Please retype the records below exactly, omitting any images.
▼▼▼
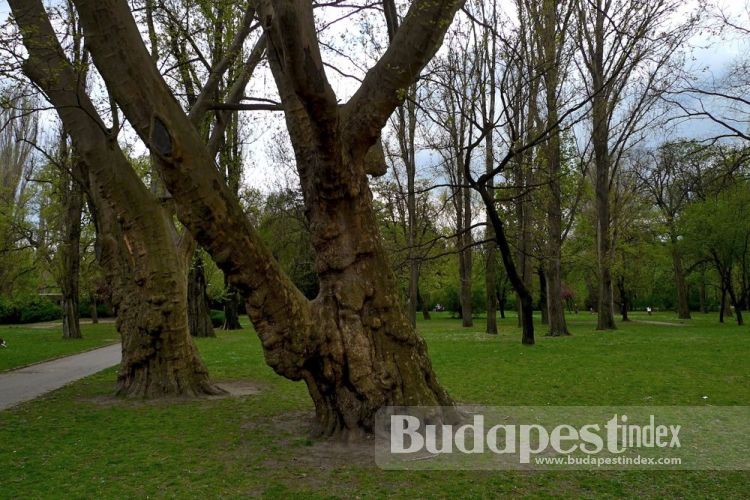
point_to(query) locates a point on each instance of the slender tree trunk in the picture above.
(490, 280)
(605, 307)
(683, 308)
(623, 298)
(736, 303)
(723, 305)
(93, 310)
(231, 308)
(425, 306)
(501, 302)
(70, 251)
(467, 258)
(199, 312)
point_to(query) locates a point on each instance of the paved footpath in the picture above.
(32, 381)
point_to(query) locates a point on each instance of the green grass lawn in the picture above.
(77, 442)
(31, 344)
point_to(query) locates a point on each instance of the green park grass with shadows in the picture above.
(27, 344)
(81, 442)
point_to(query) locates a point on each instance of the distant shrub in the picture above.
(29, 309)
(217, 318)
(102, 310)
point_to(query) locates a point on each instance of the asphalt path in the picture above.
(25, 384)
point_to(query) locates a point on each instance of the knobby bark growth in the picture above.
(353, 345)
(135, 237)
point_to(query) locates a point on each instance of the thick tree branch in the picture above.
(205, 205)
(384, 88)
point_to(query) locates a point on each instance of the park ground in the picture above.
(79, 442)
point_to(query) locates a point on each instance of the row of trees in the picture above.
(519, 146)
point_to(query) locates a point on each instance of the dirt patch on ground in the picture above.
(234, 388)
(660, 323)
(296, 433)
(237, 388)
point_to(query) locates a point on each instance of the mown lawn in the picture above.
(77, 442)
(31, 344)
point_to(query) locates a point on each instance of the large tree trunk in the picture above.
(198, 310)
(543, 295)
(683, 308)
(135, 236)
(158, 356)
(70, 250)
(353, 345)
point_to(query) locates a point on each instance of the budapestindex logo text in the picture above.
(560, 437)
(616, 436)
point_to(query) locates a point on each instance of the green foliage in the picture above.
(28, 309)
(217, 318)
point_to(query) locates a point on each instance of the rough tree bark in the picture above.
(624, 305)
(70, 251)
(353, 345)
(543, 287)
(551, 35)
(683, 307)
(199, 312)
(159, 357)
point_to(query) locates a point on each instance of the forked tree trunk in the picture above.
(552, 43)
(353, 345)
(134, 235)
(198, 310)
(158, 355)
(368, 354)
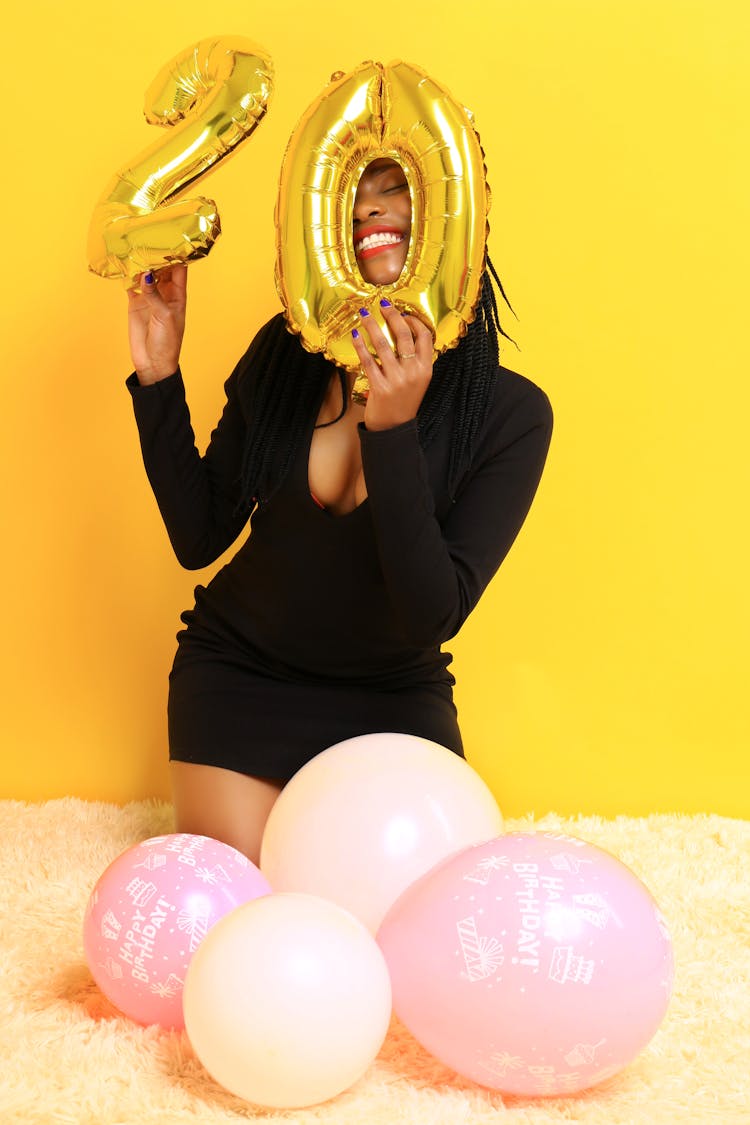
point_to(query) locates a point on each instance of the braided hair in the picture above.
▲▲▲
### Written response
point_to(query) locates a point on each instance of the slender tree trunk in the picture above.
(490, 280)
(605, 307)
(683, 308)
(623, 298)
(736, 303)
(723, 305)
(93, 310)
(231, 308)
(425, 306)
(501, 302)
(70, 251)
(467, 258)
(199, 312)
point_to(query) locates a point on each instance of the paved footpath in the picture above.
(32, 381)
point_to(query) locates a point on each instance of the green grass lawn in the picture above.
(77, 442)
(31, 344)
point_to(query) locates a point on each instance of the green park grass with shadows in the picture above.
(27, 344)
(81, 442)
point_to(query) locates a point on each instance of the distant shrub in the picture above.
(29, 309)
(217, 318)
(102, 310)
point_to(query) locates a point on each instance of the asphalt path in the picture above.
(25, 384)
point_to(query) locates a point on each instance of the knobby bark growth in the picture above.
(353, 345)
(135, 237)
point_to(query) locates a point on each instance of the thick tree branch in the picture above.
(205, 205)
(384, 88)
point_to(query) locates a point on each instance of the park ground in the picture above.
(79, 442)
point_to(query) locates a point on each instance of the row of trees in the picture above.
(519, 146)
point_to(query) locates a point on each instance of the dirt patch on ground in the picture above.
(234, 388)
(660, 323)
(296, 433)
(237, 388)
point_to(query) locates a point on each instance of the mown lawn in the picture above.
(77, 442)
(31, 344)
point_to(query) locates a point on each instance of the large tree trunk in the picture above.
(198, 310)
(543, 295)
(683, 308)
(135, 236)
(158, 356)
(70, 250)
(353, 345)
point_to(query) locates a point on each instance of the budapestindex logo text in the picture above.
(560, 437)
(616, 436)
point_to(query) locates a point on each instance of the green foliage in the picture above.
(28, 309)
(217, 318)
point_to(query) locates a point on each instance of the rough tree bark in the picture above.
(624, 305)
(70, 251)
(353, 345)
(543, 287)
(551, 35)
(683, 307)
(199, 312)
(159, 357)
point_to(query) locates a point on each instance of the forked tree trunk in the picture above.
(552, 43)
(353, 345)
(134, 235)
(198, 310)
(158, 355)
(368, 354)
point_to(query) locates a point on each instance of the braided hair in the picture above.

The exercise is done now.